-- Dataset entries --
☆ ☆ ☆ ☆ ☆ ☆ ☆

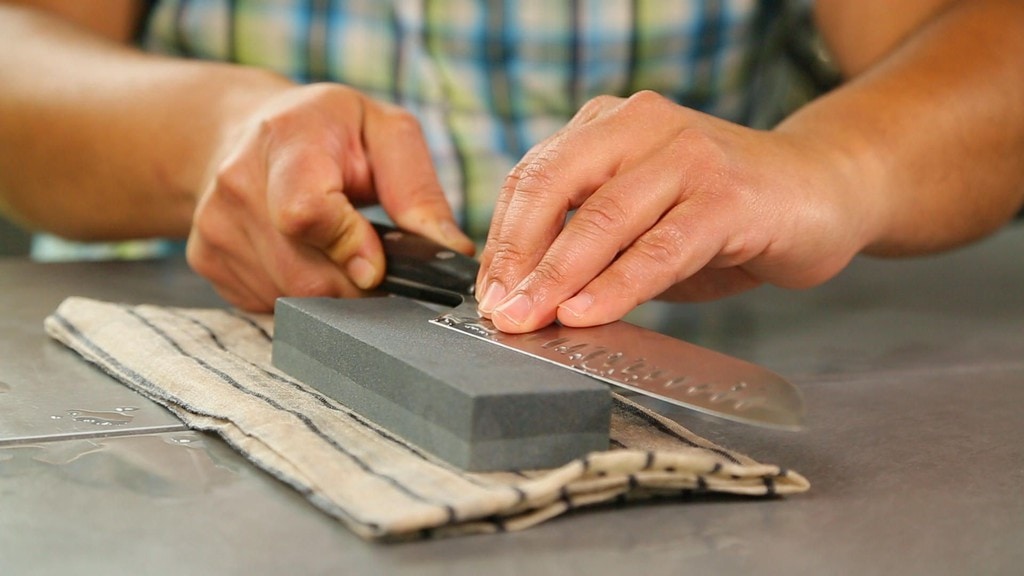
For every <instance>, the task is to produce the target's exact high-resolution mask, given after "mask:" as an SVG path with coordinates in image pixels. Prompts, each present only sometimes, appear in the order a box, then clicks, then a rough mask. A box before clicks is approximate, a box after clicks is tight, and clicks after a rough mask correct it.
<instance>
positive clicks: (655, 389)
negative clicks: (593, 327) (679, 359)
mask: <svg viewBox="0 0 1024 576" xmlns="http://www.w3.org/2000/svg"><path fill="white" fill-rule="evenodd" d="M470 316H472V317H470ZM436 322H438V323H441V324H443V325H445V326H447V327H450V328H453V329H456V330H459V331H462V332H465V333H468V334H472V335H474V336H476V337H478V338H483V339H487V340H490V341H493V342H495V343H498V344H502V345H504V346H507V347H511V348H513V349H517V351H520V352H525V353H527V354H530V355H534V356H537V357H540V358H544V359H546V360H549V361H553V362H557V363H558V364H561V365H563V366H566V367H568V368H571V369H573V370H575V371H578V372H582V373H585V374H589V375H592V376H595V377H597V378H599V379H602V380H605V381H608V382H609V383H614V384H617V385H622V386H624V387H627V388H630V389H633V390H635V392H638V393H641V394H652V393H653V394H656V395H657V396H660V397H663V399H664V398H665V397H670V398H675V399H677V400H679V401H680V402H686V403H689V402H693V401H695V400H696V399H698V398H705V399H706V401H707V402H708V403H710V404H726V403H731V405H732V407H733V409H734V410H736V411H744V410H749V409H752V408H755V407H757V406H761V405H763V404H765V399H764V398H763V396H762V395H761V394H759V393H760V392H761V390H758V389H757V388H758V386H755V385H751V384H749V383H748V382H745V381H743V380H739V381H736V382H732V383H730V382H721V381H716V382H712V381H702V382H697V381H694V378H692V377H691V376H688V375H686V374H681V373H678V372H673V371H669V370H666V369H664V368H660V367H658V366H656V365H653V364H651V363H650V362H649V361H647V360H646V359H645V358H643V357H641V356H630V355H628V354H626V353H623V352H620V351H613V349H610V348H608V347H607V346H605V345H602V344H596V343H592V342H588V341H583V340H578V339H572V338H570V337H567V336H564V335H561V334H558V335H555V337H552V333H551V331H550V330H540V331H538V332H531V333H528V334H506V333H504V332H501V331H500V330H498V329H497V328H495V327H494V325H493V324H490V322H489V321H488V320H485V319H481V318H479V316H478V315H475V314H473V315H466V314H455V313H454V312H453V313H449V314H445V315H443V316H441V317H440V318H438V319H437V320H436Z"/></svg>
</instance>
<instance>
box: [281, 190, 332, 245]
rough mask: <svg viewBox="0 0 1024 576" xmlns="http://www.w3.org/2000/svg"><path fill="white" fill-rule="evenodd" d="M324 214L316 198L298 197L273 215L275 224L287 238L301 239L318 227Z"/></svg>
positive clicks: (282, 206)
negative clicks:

☆ ☆ ☆ ☆ ☆ ☆ ☆

-- Problem requirements --
The word to find is "instance". Copy every line of the records that holds it.

-- Exercise response --
For every <instance>, the task is to produce the target's exact high-resolution mask, given after "mask:" as an SVG path with coordinates in image pixels. Prompts, each present only sometimes, appear in the order a box, then clicks, then a rough mask. A box before clicks is approximate, a box after clicks is tight, and clicks after a rough mask correct it.
<instance>
</instance>
<instance>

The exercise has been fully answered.